Reproduce verbatim the part of the listing that opens with the line containing "task: draw the outline of every instance of the tinted" and runs through the end of the listing.

---------------

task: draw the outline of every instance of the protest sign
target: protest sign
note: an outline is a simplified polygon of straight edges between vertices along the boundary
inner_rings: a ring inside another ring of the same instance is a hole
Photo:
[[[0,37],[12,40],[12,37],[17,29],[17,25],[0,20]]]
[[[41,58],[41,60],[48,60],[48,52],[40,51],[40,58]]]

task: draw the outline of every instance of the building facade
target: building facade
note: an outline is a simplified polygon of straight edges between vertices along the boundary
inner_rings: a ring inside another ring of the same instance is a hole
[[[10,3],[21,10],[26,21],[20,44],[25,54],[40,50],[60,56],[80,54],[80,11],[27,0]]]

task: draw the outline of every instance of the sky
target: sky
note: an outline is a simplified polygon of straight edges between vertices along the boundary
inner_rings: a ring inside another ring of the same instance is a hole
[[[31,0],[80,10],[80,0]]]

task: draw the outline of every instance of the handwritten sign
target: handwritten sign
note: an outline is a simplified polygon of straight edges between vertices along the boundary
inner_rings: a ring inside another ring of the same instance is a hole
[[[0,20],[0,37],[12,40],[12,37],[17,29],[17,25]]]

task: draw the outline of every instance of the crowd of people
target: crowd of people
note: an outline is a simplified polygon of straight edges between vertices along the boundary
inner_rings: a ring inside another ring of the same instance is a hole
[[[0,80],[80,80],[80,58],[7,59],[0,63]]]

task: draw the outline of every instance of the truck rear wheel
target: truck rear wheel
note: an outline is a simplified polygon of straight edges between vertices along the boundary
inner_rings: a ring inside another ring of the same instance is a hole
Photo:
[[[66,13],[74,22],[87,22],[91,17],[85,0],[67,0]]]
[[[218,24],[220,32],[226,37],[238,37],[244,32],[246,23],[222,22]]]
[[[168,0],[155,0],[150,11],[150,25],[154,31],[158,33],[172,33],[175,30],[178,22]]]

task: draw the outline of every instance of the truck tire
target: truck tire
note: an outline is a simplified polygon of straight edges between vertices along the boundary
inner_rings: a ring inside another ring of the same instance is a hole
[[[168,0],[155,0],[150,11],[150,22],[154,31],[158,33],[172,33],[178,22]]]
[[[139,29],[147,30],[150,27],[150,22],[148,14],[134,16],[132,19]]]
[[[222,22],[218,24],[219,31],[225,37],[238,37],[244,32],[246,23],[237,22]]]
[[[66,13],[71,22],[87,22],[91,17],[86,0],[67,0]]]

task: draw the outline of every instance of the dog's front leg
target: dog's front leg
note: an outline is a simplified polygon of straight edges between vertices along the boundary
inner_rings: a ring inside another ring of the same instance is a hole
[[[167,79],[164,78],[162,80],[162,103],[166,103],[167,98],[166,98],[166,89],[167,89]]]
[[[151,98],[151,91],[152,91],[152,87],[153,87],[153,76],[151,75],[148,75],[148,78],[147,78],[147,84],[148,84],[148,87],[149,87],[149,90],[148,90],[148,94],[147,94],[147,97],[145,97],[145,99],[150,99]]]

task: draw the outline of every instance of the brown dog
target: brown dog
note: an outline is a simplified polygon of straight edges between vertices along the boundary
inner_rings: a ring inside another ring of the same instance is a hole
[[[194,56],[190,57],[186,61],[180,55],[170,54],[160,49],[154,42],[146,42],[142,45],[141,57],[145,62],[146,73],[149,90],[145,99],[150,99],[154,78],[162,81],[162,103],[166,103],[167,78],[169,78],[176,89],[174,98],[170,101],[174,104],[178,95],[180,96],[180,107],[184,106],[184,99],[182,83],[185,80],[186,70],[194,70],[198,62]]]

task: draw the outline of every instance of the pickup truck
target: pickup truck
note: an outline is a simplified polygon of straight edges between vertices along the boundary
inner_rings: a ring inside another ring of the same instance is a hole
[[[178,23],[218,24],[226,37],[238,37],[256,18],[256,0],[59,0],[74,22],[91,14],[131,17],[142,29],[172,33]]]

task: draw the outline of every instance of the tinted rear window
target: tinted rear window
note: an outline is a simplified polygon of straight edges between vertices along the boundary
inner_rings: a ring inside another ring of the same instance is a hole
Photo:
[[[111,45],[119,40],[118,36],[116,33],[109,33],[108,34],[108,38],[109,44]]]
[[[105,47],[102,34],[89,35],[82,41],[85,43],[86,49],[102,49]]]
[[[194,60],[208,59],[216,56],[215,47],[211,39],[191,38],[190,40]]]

---------------

Worked answer:
task: draw the outline of every instance of the tinted rear window
target: tinted rear window
note: an outline is a simplified polygon of straight edges between vertices along the boundary
inner_rings: a ring inside another ring of the same instance is a hole
Photo:
[[[111,45],[119,40],[118,36],[116,33],[109,33],[108,34],[108,38],[109,44]]]
[[[105,47],[102,34],[89,35],[82,41],[85,43],[86,49],[102,49]]]
[[[194,60],[208,59],[216,56],[215,47],[211,39],[191,38],[190,40]]]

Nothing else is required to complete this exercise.